─── Selected text ───

Company will spend $10 mn in three years; bionexus status entitles it to special tax benefits and government grants
Stempeutics Research Pvt. Lab., a spin-off from the Manipal Education & Medical Group, has set up a subsidiary in Malaysia, becoming the first international company to obtain the bionexus status, which entitles it to special tax benefits and obtain grants there.
Manipal will spend $6-10 million (Rs23.6-39.4 crore) on Stempeutics Research Malaysia Sdn Bhd in the next three years even as it expects seed investments and grants from the Malaysian government to spur an ambitious growth plan. The group , which has invested more than $7 million in Stempeutics since its inception in January 2006, intends to use its Malaysian subsidiary to provide stem cell therapy in neighbouring South-East Asian countries.
“To begin with, we will tap Taiwan and Singapore for research and as well as for commercializing our stem cell therapies,” said Stempeutics’ chief scientific officer Satish Totey, who has steered the start-up to undertake India’s first formal adult stem cell trials for treating myocardial infarction, multiple sclerosis, limb ischemia and cerebral stroke.
After encouraging results from pilot studies with autologous (from one’s own body) adult stem cells derived from bone marrow, Stempeutics is now conducting experimental stem cell transplants for a variety of diseases at Manipal Hospital in Bangalore, which it intends to extend to hospitals in the four metros.
“We are awaiting approval from the Drug Controller General of India for allogeneic (stem cells derived from non-related donor cells) stem cell trials,” said B.N. Manohar, president of Stempeutics.
Allogeneic stem cells are shown to provide long-term, disease-free survival, but they also have greater risks of infection or graft-versus-host disease similar to organ transplants. However, standard, commercial stem therapies can use only allogeneic cells as these can be produced on a large scale.

───

(Exercises)
A - In the Stempeutics article, when was Stempeutics started?
B - Which diseases does the Stempeutics article say India's first formal adult stem cell trials were meant to treat? List every one.
C - Pick up the Stempeutics article after its final sentence and carry it on.

─── Input data ───

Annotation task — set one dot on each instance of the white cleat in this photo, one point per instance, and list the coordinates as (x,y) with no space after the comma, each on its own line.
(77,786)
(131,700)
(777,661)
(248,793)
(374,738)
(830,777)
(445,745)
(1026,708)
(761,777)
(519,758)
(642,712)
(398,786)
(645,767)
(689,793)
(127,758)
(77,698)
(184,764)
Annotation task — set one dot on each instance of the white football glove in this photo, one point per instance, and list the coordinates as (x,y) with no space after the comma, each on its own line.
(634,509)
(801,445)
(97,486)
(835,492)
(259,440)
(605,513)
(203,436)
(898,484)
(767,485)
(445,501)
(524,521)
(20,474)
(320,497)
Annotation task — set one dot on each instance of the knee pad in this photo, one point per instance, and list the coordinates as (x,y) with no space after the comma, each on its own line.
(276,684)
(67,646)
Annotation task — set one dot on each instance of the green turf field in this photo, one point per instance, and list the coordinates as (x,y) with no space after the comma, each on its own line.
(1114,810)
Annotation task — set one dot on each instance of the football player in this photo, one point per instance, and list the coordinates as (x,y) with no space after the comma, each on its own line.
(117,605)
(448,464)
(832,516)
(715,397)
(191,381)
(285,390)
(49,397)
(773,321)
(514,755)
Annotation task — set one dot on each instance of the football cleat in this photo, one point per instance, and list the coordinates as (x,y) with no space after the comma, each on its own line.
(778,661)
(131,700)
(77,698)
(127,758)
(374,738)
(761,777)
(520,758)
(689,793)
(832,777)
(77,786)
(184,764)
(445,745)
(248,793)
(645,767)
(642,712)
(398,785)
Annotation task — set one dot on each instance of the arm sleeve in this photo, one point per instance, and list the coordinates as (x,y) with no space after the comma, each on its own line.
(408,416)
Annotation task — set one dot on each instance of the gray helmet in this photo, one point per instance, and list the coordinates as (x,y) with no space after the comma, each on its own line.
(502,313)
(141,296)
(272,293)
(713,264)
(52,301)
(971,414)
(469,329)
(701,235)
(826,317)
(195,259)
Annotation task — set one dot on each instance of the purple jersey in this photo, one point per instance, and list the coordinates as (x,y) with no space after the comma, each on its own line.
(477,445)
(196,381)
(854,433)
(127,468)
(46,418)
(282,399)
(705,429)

───

(Expected responses)
A - January 2006.

B - Myocardial infarction, multiple sclerosis, limb ischemia, cerebral stroke

C -
The group will invest another $5 million over the next two years in building a cell manufacturing facility in Manipal and in conducting clinical trials. “Globally, companies have either launched allogeneic products, or are conducting late stage trials. We’ve not even begun allogeneic trials here,” said Totey.
According to Vasantha Muthuswamy, a deputy director at the Indian Council of Medical Research (ICMR), New Delhi, all the on-going trials in India are autologous, except the one at Deccan College of Medical Sciences in Hyderabad, which is for chronic liver failure. “It’s a phase III trial for an allogeneic product, which is already approved by the US food and drug administration, and a US company is conducting simultaneous trials in India,” she added.
After five years of deliberations and public debate, ICMR and the department of biotechnology finally submitted their draft guidelines for stem cell research to the Union ministry of health on 8 November. “Mere guidelines are not sufficient. We need legislation,” said Muthuswamy, hinting that it’s anybody’s guess how long before the legislation comes into force.
“The private sector cannot wait endlessly for approvals. If we don’t get it on time, we’d move to Malaysia for allogeneic trials, though ideally we’d like our data to come from India,” said Totey. Stempeutics plans to be the first Indian company to bring “off-the-shelf, standard stem cell therapies” to the market by December 2009 and is talking to pharma companies for marketing its products.